[Records from a collection]

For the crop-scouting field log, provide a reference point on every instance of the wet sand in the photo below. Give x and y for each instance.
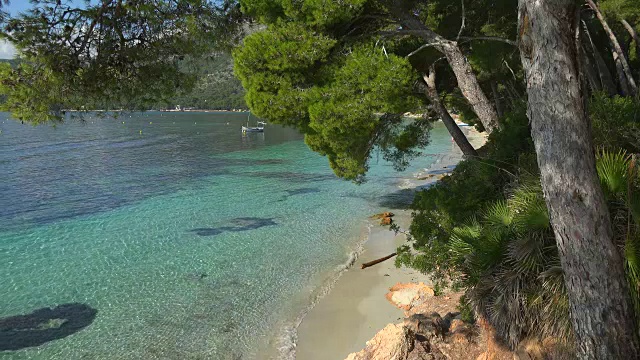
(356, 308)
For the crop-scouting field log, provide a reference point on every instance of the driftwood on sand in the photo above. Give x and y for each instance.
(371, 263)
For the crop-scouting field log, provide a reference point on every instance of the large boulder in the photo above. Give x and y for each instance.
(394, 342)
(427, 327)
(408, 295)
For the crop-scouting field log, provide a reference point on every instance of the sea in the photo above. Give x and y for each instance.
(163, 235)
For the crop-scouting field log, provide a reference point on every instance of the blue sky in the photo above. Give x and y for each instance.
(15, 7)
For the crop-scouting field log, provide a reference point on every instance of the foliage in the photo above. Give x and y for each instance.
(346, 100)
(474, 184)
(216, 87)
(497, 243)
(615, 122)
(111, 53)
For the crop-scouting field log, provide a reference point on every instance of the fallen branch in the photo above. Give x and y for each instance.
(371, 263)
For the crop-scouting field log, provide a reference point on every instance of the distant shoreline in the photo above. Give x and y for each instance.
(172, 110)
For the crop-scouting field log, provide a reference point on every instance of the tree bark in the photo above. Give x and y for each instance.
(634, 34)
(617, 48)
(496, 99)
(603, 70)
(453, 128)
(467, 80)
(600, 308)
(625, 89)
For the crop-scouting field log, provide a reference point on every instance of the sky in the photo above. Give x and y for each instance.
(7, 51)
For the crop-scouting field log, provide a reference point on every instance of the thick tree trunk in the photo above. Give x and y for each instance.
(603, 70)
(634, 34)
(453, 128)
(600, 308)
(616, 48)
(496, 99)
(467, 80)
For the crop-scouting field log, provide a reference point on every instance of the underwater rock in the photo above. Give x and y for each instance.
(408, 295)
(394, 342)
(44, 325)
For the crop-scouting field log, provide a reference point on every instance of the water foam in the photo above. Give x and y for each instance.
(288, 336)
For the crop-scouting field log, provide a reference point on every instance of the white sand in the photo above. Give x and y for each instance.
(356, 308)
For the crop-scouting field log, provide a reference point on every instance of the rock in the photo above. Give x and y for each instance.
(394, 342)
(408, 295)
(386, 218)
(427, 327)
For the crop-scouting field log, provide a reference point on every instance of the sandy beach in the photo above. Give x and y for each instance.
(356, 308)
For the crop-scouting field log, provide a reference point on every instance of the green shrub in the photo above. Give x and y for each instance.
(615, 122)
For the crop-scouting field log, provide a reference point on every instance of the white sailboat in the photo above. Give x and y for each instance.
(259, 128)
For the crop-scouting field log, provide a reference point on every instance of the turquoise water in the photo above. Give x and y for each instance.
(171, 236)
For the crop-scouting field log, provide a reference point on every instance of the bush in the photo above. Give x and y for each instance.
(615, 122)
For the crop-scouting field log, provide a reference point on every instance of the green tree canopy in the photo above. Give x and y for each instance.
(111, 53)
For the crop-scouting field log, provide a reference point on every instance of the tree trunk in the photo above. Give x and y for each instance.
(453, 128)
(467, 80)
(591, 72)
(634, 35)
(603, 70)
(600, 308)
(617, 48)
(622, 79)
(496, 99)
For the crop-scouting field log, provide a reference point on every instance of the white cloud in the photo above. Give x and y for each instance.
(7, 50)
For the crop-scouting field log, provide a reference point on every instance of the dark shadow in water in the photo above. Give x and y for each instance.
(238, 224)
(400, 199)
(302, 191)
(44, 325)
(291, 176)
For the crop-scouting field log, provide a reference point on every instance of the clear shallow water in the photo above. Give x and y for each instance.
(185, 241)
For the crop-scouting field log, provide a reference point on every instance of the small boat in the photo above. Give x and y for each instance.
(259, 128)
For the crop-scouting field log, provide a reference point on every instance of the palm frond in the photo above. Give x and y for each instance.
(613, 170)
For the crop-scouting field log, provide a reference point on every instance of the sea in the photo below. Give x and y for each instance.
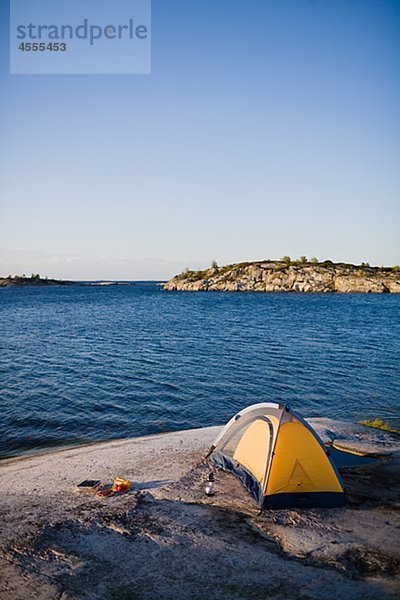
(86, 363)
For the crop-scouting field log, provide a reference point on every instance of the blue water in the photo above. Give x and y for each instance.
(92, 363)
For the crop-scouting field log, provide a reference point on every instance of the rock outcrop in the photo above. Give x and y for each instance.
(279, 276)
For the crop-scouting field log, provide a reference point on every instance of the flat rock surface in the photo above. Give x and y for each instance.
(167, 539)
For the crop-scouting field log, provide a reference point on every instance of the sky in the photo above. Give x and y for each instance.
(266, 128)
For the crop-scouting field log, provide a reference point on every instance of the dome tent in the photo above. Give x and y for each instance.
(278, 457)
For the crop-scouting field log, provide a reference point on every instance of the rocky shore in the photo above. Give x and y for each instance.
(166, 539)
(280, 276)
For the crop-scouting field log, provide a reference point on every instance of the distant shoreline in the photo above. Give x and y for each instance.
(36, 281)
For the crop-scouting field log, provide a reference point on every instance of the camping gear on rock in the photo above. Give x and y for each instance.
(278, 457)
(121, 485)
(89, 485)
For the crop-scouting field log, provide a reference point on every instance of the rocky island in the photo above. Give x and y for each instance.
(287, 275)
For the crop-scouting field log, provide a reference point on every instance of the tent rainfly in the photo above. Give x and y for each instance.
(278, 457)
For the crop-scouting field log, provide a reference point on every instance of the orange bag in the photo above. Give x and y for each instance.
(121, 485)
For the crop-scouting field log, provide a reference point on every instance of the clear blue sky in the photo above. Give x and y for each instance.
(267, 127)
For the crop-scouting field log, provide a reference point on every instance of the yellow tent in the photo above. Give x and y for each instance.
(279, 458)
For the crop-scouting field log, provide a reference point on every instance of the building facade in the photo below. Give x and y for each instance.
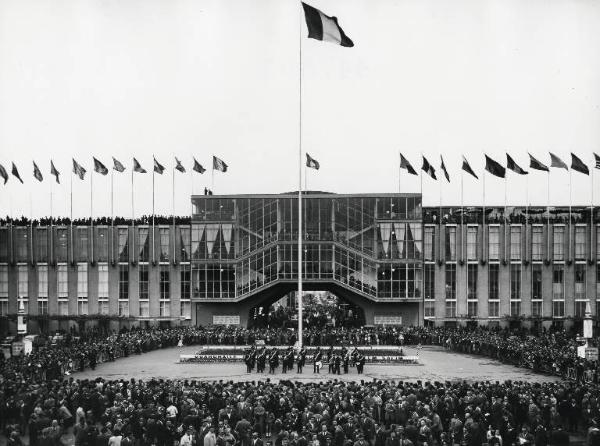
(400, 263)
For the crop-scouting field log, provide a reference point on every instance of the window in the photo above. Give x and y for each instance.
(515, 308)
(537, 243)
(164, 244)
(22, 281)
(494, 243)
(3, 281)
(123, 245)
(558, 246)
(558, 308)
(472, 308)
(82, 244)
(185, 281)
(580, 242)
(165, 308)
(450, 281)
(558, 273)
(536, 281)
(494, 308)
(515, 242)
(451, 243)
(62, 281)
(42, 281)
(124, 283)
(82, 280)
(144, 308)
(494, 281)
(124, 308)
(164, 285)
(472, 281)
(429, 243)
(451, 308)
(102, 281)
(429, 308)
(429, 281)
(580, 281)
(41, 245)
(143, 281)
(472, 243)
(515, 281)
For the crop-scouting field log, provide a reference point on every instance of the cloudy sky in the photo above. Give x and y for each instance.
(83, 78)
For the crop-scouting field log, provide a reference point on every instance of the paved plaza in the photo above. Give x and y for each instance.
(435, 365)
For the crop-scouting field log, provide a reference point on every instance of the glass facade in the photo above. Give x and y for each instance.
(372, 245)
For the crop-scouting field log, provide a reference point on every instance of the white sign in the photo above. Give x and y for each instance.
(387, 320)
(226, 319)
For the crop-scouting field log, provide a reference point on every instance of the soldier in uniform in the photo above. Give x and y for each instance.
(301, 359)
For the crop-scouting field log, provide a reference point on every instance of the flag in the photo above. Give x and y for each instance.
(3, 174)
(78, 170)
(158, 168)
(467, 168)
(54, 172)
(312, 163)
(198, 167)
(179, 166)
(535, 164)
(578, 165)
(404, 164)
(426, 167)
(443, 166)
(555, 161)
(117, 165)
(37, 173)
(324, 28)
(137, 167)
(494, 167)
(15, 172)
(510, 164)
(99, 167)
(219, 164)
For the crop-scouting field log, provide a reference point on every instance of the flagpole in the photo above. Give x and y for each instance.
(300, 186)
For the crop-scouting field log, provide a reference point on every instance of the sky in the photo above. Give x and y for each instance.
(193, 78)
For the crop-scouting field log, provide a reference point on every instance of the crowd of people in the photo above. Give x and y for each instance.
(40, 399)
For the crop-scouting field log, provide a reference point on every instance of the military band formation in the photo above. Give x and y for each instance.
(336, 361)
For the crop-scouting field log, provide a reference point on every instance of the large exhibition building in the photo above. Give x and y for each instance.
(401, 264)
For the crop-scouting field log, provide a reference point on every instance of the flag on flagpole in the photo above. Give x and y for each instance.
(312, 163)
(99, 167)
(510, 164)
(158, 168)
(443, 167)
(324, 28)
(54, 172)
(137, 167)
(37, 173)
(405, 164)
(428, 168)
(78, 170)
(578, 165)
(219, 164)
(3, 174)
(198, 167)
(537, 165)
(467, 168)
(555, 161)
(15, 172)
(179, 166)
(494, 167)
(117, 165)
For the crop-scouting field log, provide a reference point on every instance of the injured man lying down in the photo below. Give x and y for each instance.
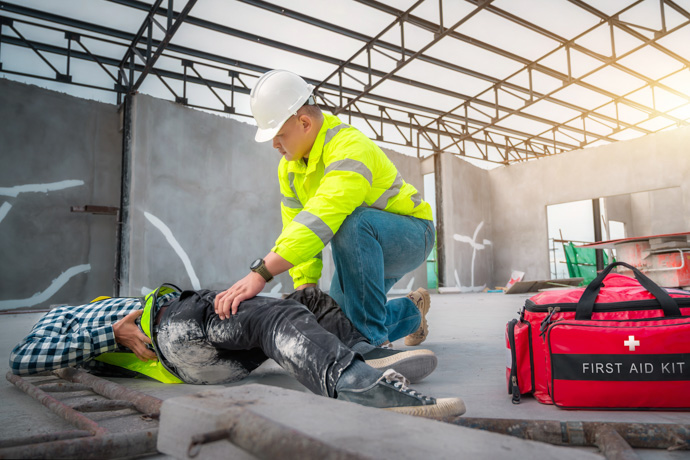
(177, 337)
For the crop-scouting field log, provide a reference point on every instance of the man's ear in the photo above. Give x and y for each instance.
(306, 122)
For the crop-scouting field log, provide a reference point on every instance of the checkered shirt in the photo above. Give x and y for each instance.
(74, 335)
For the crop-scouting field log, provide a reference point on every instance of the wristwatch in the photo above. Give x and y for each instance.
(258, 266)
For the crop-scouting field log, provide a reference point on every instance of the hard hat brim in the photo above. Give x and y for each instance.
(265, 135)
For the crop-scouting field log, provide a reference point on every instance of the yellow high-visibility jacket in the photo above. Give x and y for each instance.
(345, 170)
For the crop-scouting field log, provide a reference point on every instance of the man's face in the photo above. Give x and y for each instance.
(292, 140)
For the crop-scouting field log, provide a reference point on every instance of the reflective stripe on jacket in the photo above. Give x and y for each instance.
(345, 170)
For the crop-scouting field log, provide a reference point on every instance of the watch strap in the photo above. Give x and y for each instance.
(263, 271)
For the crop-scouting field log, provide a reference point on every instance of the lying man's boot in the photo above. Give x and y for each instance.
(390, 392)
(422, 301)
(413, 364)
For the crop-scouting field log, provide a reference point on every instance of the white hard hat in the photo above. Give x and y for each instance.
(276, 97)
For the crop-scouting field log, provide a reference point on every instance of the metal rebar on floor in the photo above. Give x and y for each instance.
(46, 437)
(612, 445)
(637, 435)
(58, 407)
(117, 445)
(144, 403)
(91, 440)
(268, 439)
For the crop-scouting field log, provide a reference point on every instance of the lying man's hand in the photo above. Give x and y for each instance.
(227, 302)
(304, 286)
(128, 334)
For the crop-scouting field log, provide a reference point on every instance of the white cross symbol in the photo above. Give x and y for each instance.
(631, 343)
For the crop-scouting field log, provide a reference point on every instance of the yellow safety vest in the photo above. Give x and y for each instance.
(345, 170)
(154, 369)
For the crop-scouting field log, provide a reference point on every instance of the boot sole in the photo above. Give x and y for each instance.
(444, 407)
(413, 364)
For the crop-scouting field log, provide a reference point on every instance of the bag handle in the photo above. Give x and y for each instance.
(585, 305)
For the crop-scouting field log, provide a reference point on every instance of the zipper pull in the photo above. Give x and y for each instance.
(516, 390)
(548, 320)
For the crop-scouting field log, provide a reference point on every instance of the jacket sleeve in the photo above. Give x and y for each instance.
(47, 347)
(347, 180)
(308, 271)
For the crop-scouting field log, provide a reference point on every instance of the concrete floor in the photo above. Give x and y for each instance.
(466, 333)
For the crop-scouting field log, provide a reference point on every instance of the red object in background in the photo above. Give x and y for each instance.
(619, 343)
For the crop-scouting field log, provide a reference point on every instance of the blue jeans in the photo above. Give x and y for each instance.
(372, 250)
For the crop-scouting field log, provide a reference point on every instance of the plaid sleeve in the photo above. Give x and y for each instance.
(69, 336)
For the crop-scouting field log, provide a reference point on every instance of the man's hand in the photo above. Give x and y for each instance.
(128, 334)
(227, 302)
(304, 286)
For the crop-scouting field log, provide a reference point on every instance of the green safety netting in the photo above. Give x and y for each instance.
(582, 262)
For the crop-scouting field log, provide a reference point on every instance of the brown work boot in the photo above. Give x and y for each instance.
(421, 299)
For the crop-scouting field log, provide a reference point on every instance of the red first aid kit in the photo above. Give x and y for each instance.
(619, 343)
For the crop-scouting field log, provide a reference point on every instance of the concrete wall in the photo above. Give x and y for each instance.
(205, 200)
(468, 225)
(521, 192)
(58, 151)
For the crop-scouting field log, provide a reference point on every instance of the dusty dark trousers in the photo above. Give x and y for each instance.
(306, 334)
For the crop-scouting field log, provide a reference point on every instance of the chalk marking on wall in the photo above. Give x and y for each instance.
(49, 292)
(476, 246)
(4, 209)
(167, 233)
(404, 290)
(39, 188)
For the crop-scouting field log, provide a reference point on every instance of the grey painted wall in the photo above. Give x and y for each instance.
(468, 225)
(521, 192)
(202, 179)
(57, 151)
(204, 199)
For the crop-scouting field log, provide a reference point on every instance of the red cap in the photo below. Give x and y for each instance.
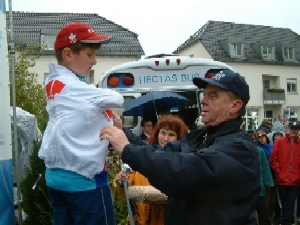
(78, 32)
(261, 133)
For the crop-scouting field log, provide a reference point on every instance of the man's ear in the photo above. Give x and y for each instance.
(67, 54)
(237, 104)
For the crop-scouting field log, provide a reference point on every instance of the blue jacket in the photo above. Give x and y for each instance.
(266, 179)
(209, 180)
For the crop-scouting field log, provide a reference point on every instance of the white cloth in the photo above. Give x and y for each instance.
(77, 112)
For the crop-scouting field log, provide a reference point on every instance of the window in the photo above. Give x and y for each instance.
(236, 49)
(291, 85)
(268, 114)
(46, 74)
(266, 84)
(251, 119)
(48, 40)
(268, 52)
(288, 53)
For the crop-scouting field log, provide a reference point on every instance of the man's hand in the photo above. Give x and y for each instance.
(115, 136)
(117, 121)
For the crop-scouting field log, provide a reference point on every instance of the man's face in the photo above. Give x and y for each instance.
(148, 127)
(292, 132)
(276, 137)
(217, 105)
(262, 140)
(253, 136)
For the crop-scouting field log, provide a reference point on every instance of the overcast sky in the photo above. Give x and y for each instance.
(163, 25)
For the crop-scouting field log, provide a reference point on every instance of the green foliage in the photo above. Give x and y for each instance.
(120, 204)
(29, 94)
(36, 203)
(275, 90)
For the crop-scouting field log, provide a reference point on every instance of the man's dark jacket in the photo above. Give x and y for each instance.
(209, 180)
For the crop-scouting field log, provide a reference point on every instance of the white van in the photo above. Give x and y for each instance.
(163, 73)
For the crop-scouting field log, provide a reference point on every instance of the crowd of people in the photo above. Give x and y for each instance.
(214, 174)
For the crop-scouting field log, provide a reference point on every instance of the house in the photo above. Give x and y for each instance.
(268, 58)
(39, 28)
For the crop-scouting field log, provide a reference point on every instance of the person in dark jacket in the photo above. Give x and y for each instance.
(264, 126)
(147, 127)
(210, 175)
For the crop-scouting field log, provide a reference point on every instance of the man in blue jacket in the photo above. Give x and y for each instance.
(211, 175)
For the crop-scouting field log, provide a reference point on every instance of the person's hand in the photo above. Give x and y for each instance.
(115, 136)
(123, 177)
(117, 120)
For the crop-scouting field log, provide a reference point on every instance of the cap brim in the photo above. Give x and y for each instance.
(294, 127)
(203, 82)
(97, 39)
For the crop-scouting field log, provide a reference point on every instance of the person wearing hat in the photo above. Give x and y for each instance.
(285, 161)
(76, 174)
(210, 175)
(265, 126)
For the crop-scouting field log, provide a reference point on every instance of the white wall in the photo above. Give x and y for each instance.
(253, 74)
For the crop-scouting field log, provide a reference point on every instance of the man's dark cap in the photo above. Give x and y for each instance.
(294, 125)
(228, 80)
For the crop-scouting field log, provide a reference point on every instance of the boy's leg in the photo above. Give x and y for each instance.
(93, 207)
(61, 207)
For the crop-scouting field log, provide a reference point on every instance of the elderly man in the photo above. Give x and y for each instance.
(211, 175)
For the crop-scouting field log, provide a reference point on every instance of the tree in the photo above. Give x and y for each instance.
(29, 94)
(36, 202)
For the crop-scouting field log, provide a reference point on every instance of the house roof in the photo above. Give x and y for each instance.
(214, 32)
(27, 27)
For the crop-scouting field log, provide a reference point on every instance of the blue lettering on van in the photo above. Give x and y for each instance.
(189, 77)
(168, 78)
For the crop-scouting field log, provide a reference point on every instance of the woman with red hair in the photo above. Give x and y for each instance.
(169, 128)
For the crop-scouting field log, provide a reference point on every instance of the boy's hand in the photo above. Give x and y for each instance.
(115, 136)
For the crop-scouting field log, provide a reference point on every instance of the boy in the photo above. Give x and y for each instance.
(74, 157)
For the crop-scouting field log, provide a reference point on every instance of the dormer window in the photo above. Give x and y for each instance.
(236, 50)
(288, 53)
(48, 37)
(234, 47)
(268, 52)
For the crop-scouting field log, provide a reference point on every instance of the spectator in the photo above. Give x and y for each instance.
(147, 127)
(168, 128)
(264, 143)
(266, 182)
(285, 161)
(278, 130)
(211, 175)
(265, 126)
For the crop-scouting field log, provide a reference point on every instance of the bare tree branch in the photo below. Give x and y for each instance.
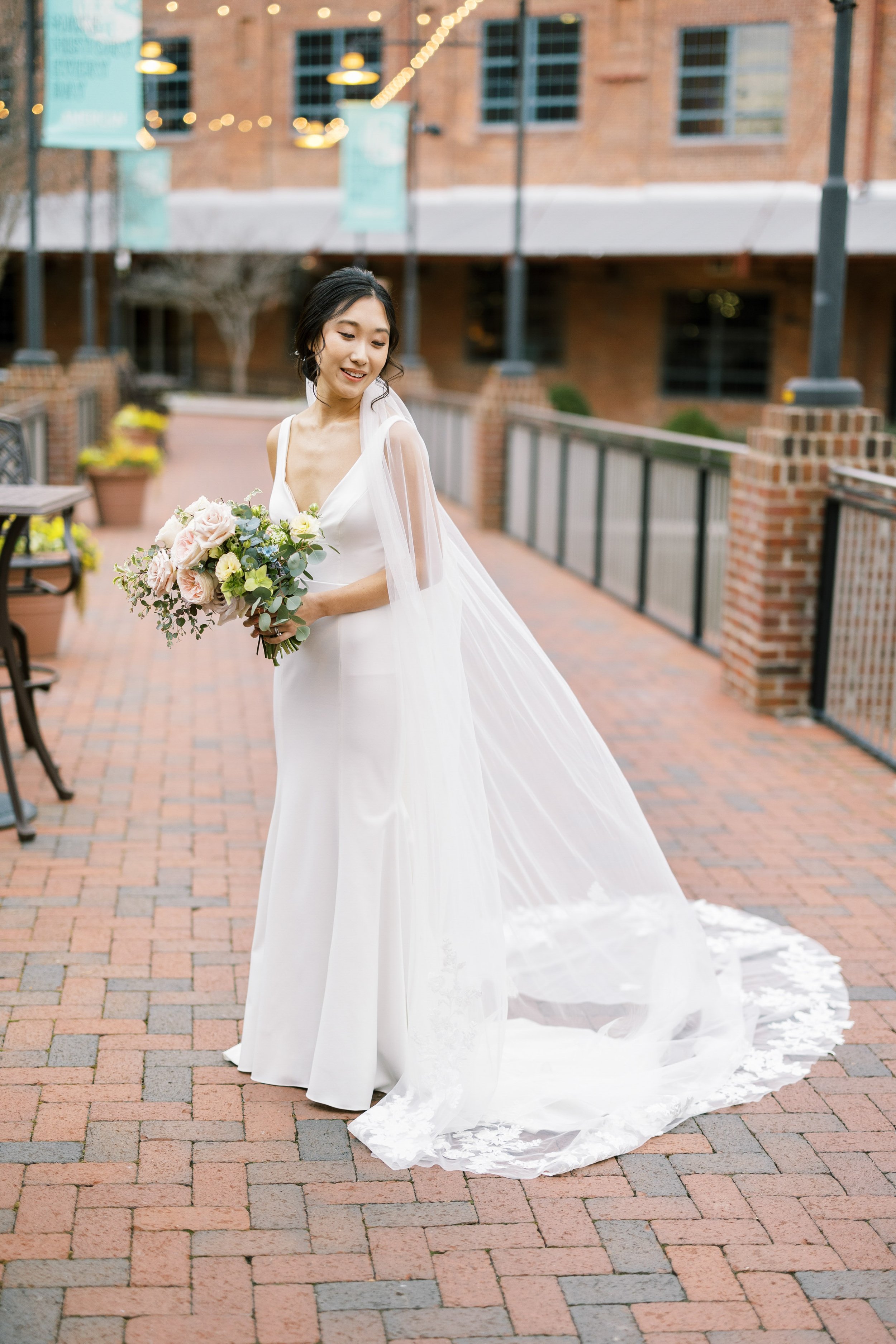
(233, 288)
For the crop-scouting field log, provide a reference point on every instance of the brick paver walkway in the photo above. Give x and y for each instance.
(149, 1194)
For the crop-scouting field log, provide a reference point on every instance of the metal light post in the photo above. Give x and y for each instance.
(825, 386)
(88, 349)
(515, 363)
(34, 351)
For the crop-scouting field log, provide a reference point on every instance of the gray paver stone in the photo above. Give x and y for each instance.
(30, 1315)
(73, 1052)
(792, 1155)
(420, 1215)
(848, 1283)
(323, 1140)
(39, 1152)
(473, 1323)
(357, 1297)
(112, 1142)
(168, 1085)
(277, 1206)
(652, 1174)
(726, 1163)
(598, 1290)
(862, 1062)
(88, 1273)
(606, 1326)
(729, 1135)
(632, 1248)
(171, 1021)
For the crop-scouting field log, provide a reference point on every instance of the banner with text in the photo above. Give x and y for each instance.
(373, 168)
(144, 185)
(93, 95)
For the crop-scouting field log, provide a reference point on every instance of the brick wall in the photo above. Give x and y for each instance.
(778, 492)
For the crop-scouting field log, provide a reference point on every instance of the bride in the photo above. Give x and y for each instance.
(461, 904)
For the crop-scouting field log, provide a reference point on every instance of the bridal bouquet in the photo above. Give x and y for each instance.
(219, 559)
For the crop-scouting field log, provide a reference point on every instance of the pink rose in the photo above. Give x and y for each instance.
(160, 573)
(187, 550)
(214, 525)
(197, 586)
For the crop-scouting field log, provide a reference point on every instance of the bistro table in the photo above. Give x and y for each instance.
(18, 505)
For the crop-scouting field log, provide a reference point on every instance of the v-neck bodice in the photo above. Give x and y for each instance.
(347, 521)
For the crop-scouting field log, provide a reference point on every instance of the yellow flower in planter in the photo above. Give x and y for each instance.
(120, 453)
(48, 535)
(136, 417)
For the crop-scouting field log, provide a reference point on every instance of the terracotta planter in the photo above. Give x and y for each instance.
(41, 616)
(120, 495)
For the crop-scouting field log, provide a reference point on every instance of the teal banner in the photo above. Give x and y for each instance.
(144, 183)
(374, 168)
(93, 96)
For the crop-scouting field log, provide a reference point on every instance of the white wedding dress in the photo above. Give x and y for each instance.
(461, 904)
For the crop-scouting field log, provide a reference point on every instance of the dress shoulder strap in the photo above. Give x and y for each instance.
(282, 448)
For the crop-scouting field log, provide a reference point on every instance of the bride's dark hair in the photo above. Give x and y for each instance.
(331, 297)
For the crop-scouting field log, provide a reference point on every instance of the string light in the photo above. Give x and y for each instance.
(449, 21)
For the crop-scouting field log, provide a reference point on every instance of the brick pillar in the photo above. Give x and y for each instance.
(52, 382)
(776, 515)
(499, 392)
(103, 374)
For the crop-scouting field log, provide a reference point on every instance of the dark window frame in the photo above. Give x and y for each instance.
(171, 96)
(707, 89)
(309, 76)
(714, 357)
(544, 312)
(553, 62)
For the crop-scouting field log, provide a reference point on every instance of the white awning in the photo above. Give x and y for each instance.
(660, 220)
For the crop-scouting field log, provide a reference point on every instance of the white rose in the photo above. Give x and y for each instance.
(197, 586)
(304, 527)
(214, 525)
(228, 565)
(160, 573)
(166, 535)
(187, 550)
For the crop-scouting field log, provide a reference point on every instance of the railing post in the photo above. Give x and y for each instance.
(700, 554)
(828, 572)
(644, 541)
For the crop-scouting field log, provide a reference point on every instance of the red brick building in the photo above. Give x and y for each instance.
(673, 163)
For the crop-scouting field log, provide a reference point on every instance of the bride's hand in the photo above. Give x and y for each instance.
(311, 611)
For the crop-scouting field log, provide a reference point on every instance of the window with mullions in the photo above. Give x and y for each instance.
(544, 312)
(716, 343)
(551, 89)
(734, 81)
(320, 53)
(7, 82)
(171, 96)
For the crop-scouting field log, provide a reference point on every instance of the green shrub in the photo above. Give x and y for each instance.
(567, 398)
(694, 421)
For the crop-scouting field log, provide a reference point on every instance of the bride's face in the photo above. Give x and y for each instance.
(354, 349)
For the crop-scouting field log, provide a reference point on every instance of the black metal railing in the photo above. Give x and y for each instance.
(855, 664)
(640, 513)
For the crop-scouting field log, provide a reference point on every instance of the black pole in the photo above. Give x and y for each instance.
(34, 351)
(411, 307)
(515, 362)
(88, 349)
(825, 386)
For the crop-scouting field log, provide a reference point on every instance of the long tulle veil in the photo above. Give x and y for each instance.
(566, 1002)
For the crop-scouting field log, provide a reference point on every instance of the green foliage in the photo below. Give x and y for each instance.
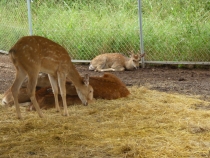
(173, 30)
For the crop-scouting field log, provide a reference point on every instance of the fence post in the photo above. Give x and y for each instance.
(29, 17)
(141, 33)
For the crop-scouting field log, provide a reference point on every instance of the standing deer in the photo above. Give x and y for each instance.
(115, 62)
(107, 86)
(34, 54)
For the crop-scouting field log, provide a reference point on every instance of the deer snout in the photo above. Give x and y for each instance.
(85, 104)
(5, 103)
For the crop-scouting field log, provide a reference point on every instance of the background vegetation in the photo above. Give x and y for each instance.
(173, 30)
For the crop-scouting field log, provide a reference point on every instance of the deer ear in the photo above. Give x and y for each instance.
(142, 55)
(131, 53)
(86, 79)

◆ **What to produce**
Copy out every line from the one containing "the bride's face" down to the one containing "(566, 1002)", both ends included, and offset each coordinate in the answers by -4.

◆ **Answer**
For the crop-scouting field log, provide a reference point on every instance of the bride's face in the photo above. Give x and y for each instance.
(350, 345)
For the crop-scouting field log, provide a reference point on every instance of the black metal railing in the photo above. Give x and y for each instance.
(851, 660)
(636, 509)
For the crop-scouting field log, provide a reference point on every instance of the black pole in the photo above. Give x and y for each instance.
(30, 347)
(407, 303)
(511, 358)
(84, 345)
(821, 382)
For the crop-scouting field log, provide a reference point on every instance of the long tulle veil in the photo above. Give x and y for each instance.
(562, 998)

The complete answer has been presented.